(EXCERTO DO TEXTO):
* * * *

O caso do aluno universitário que alegadamente preparava um atentado na Universidade de Lisboa levou, como seria de esperar, a um grande frenesim mediático. As informações iniciais publicadas indicavam que a detenção do suspeito se deveu a dados intercetados na ‘dark web’, onde o referido aluno teria partilhado as suas intenções.
Não sei, exatamente, qual terá sido a origem da informação inicial, nem é isso que importa para esta análise, mas sim a ‘cascata’ de artigos e ideias erradas a que deu origem. De repente, muitos meios de comunicação não especializados descobriam a deep web e a dark web e multiplicaram-se em explicações. Apesar de ser bom que se explique estes conceitos ao público em geral, o problema é que, como tantas vezes acontece quando se tenta ‘trocar por miúdos’ alguns conceitos tecnológicos, caiu-se no exagero e mesmo no erro. Criou-se imediatamente a ideia que o crime teria sido preparado numa rede obscura, altamente sofisticada e acessível apenas com ferramentas especiais – até se comentou e discutiu como o FBI ou a Polícia Judiciária recorreriam a tecnologias avançadas para intercetar os dados e até ouvi um comentador citar Edward Snowden. Afinal, as revelações do suspeito terão sido feitas na plataforma Discord, criada para jogadores comunicarem entre si, e que se tornou uma plataforma muito popular para chat e chamadas de voz e vídeo em grupo. Ora, a plataforma Discord está longe de ser uma solução tecnológica obscura ou acessível apenas com ferramentas especiais. É, na verdade, uma plataforma que concorre com outras soluções de comunicação populares como o WhatsApp ou o Telegram.

* * * *

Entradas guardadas
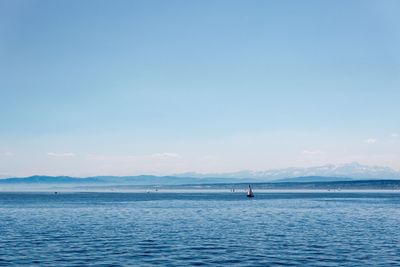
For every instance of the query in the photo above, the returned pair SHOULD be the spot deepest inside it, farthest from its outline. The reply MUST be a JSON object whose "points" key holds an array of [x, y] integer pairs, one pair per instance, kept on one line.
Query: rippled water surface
{"points": [[181, 229]]}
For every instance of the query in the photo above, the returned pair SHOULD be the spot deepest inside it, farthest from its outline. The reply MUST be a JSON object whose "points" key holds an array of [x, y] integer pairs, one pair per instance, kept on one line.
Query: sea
{"points": [[200, 229]]}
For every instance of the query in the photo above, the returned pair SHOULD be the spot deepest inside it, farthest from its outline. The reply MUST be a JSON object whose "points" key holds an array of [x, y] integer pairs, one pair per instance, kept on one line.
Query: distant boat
{"points": [[250, 192]]}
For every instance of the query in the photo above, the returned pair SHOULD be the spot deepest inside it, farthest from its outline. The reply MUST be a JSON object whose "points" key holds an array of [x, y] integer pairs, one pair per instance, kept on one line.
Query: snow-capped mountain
{"points": [[348, 170]]}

* * * *

(TAREFAS A RESOLVER):
1) Segundo o excerto, em que plataforma terão sido feitas as revelações do suspeito?
2) Reescreva de forma mais breve o parágrafo do excerto que começa por "Não sei, exatamente", mantendo os factos principais.
3) Cite do excerto o trecho de "O caso do aluno" a "as suas intenções.".
Os dados não têm relação com o excerto.

(RESPOSTAS DADAS):
1) Na plataforma Discord.

2) A informação inicial originou uma cascata de artigos e ideias erradas. Muitos meios de comunicação não especializados puseram-se a explicar a deep web e a dark web, mas caíram no exagero e no erro. Criou-se a ideia de que o crime fora preparado numa rede obscura e sofisticada, acessível apenas com ferramentas especiais. Falou-se até de tecnologias avançadas do FBI e da Polícia Judiciária, e um comentador citou Edward Snowden. Afinal, as revelações terão sido feitas no Discord. Esta plataforma foi criada para jogadores comunicarem entre si e tornou-se popular para chat e chamadas em grupo. Longe de ser obscura, concorre com o WhatsApp e o Telegram.

3)
O caso do aluno universitário que alegadamente preparava um atentado na Universidade de Lisboa levou, como seria de esperar, a um grande frenesim mediático. As informações iniciais publicadas indicavam que a detenção do suspeito se deveu a dados intercetados na ‘dark web’, onde o referido aluno teria partilhado as suas intenções.